I have the following list of columns of a data frame df
cols_2 = ['state', 'population', 'male population', 'female population', 'working population', 'male working population', 'female working population' 'female population in the age group 0 to 6 years', 'male population in the age group 0 to 6 years', 'population in the age group 0 to 6 years']
For natural reasons I would like to compress names as follows:
Any occurrences of population
to pop
, male
to m_
, female
to f_
, working
to w
and in the age group 0 to 6 years
to _minor
Please note the spaces being included in the pattern
This Stack overflow Discussion is the starting point, where the requirement is only getting rid off square brackets by matching to a single pattern.
My aim is to obtain multiple matches for multiple patterns
Really appreciate any kind of help!

(Source records)

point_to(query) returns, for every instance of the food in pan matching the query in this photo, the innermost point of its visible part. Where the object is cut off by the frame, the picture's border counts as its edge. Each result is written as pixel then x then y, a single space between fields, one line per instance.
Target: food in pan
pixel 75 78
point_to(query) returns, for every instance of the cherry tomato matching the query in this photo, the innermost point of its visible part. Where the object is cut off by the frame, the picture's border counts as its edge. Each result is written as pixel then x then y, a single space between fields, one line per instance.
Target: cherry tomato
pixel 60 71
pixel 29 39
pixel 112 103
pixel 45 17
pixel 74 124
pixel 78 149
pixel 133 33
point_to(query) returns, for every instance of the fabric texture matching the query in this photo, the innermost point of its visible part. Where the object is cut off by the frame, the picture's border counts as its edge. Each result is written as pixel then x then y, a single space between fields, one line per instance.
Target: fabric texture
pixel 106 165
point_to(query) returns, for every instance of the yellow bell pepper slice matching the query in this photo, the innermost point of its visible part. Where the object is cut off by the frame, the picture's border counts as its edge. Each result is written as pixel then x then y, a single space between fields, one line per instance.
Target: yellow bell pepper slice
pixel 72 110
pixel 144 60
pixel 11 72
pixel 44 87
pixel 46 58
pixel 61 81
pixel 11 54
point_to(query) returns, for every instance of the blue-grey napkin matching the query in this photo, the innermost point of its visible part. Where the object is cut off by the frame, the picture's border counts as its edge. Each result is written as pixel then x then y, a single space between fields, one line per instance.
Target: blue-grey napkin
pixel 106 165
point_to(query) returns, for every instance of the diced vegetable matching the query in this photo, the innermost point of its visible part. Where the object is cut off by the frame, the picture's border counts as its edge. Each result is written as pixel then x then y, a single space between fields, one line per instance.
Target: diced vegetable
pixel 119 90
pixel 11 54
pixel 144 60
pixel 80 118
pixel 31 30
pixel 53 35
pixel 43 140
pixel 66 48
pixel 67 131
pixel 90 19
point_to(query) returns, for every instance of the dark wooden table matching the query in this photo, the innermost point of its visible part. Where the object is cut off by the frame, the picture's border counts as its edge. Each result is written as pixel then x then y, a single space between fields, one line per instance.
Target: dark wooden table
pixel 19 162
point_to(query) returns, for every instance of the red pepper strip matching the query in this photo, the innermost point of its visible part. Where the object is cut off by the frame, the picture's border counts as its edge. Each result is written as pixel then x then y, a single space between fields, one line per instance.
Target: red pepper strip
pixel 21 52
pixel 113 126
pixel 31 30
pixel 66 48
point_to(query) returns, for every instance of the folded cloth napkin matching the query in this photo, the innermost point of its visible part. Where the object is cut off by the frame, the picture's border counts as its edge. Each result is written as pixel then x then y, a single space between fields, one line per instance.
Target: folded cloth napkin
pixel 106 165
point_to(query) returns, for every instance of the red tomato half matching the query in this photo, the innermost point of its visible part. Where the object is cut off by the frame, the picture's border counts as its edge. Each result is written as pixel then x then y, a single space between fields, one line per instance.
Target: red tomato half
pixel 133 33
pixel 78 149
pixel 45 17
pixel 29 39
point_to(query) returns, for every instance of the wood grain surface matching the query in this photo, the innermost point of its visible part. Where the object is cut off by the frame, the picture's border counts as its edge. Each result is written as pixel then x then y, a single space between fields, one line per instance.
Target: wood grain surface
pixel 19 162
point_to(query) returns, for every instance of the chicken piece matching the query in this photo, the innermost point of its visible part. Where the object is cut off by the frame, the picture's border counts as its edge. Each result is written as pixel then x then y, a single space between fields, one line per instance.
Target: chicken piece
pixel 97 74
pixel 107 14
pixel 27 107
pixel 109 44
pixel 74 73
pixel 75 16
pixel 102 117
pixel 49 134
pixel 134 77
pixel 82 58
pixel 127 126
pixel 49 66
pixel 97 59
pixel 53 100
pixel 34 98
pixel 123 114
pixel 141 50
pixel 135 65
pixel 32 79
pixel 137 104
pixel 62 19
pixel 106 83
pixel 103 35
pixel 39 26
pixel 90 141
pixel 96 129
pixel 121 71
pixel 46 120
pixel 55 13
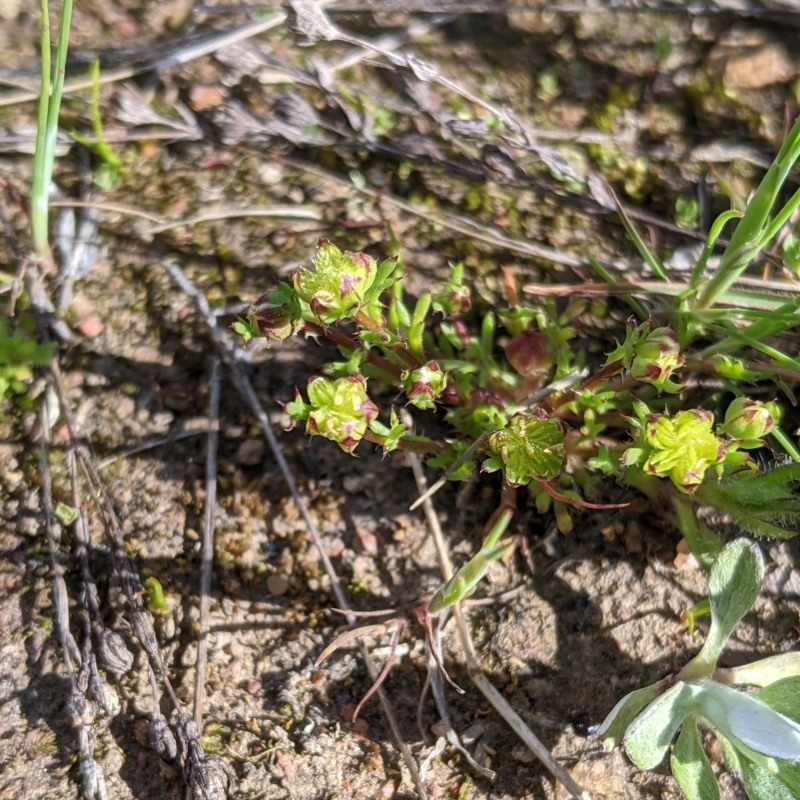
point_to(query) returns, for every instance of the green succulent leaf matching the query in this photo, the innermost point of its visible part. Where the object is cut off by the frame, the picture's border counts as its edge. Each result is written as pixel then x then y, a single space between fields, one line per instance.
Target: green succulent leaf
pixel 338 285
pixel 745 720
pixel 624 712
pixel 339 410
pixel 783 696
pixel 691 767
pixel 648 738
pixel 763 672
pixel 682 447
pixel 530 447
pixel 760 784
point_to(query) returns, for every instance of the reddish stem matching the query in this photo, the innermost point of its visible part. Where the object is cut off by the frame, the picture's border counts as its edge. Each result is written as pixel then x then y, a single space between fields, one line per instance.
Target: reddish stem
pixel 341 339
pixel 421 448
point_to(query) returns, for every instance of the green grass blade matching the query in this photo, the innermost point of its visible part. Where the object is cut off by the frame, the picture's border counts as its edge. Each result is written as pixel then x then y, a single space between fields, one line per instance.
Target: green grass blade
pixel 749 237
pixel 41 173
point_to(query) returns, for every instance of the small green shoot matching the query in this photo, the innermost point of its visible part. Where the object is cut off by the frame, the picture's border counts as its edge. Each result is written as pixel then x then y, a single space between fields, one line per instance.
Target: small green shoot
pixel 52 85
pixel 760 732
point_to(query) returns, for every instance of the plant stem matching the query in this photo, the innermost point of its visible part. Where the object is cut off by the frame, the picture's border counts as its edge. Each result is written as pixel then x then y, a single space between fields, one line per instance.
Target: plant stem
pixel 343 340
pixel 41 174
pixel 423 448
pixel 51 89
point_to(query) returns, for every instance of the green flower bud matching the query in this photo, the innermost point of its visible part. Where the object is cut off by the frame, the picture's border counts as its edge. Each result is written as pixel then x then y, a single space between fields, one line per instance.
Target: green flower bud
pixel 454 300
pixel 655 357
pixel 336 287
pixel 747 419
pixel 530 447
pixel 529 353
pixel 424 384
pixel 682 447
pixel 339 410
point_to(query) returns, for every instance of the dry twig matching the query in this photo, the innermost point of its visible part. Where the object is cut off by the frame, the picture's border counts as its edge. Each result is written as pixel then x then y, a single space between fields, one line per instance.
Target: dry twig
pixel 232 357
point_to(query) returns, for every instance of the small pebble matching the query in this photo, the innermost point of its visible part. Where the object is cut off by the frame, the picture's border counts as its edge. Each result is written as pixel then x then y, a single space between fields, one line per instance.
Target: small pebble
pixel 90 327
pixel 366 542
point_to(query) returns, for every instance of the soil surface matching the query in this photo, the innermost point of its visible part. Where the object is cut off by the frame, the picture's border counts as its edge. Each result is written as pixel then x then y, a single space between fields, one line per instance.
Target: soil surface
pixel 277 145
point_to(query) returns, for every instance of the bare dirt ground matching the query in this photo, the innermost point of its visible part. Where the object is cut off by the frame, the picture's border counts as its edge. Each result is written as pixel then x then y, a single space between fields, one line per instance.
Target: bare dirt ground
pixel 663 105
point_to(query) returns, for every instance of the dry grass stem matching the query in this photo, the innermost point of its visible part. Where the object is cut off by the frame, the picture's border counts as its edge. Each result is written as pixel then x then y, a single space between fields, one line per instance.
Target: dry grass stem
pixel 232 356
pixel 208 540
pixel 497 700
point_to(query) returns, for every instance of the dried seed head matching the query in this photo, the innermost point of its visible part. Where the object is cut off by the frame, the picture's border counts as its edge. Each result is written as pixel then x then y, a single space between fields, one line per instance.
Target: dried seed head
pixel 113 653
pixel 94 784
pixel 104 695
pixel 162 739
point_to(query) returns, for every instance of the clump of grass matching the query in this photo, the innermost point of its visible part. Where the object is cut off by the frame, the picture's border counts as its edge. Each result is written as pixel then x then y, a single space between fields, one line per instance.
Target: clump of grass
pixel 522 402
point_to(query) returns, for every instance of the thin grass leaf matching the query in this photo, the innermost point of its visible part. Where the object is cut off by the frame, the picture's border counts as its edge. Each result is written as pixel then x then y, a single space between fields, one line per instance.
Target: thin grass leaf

◆ TASK LIST
[a] List each replacement the column-renaming question asks for, pairing the original wording with its short form.
[b] Write the next part of the column-renaming question, starting after its final sentence.

◆ EXERCISE RESULTS
[a]
- population → pop
- male → m_
- female → f_
- working → w
- in the age group 0 to 6 years → _minor

[b]
PS: This is my first time here!
You can try:
import re
new_cols = []
pat = re.compile(r"(?:fe)?male\s*|population|working\s*")
for col in cols_2:
new_col = pat.sub(
lambda g: f"{g[0][0]}_" if g[0][0] in "fmw" else f"{g[0][:3]}", col
)
new_col = new_col.replace(" in the age group 0 to 6 years", "_minor")
new_cols.append(new_col)
print(new_cols)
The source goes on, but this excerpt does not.